Given passage >>

-- Opening Marker --

Posted: Mon Aug 26, 2019 12:56 am
by Thisisnotabadidea-
It seems like once I get comfy with no s something happens :roll: . I got put on some medication that made my appetite INSATIABLE(who knew some antihistamines cause that?) Added in PMS, And I had weeks of SOLID red, Like binge level of red every. single. day. I was already on the higher end of my weight range and I ended up gaining like 5 pounds above that. I haven't been 140 since last Halloween which is frustrating.

I know it's not exactly my fault and I forgive that it happened. But dang after feel pretty confidently safe I get thrown this. I'm finding it hard to return to no s too after that experience and some life stuff happened and I have a COMPLETELY different schedule than I use to and my brain/body is like "food, when? NOW!"

So yeah, Petty update after last times inspirational blurb. Life happens, sometimes you eat 3 packages of dried fruit in a day and gain 5 pounds :lol: . i know I'll get back to no s with good food choices, figure out the new schedule and slowly after the water goes away I'll taper down to 130 again, I know that. It just feels like a derailment I didn't need.

Re: This is not a bad idea, Tracker!

-- Closing Marker --

Material provided >>
-- Opening Marker --

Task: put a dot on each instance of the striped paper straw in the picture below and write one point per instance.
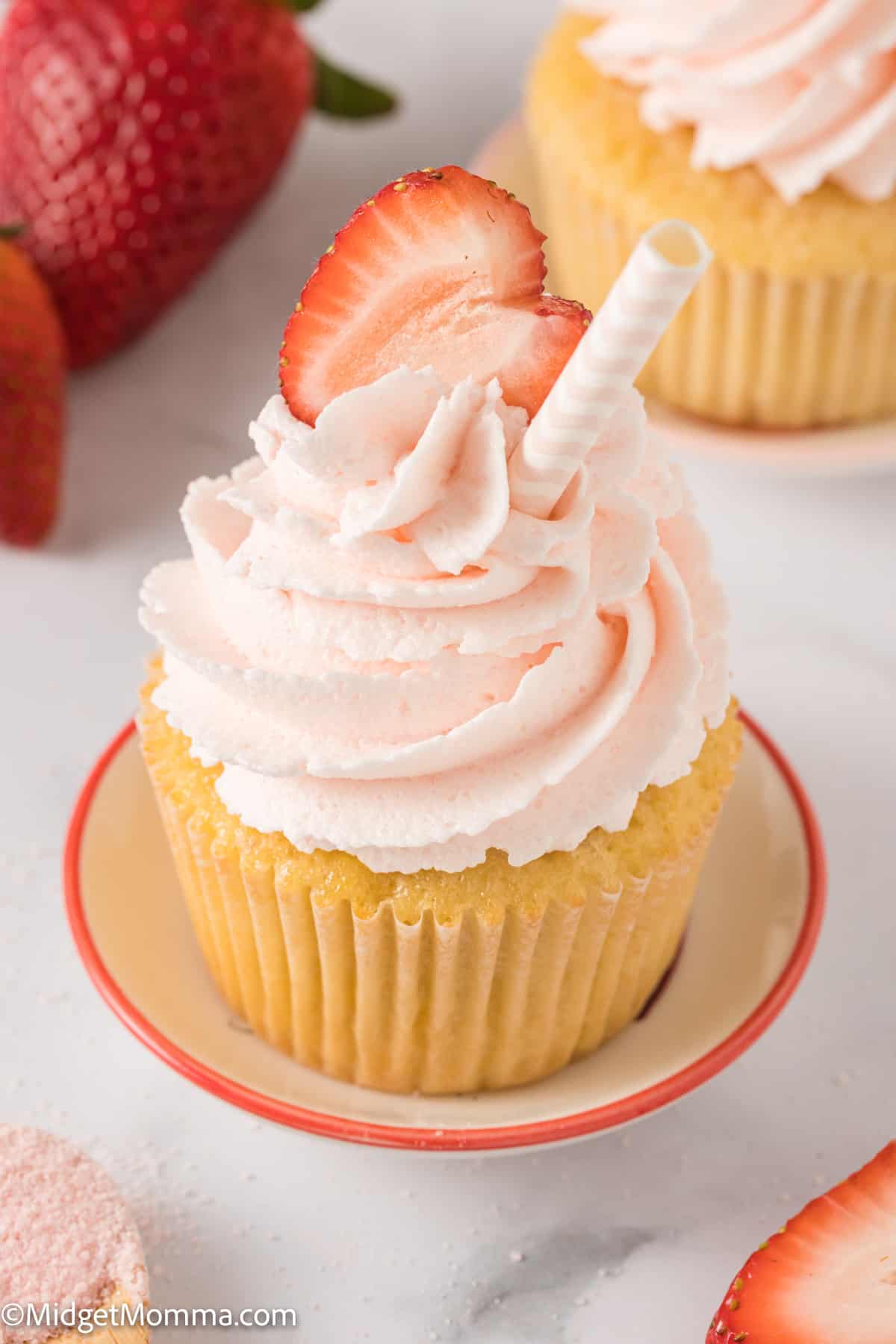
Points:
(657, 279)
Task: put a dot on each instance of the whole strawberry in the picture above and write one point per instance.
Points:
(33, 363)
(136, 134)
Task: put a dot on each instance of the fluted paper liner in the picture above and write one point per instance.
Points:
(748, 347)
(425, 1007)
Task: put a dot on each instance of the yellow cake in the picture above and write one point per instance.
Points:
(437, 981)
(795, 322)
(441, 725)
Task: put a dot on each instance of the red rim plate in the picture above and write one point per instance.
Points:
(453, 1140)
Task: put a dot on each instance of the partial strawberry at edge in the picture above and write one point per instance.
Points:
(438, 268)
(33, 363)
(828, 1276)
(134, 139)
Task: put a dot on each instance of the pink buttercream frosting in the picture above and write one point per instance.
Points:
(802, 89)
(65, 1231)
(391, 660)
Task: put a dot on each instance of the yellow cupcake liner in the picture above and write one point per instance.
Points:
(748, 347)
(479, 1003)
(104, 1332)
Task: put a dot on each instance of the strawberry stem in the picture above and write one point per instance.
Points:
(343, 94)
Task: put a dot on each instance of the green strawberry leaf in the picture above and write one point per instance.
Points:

-- Closing Marker --

Problem to solve >> Reproduce the part of the forum post between "I know it's" and "bad idea, Tracker!", inclusive.

Solution for this problem >>
I know it's not exactly my fault and I forgive that it happened. But dang after feel pretty confidently safe I get thrown this. I'm finding it hard to return to no s too after that experience and some life stuff happened and I have a COMPLETELY different schedule than I use to and my brain/body is like "food, when? NOW!"

So yeah, Petty update after last times inspirational blurb. Life happens, sometimes you eat 3 packages of dried fruit in a day and gain 5 pounds :lol: . i know I'll get back to no s with good food choices, figure out the new schedule and slowly after the water goes away I'll taper down to 130 again, I know that. It just feels like a derailment I didn't need.

Re: This is not a bad idea, Tracker!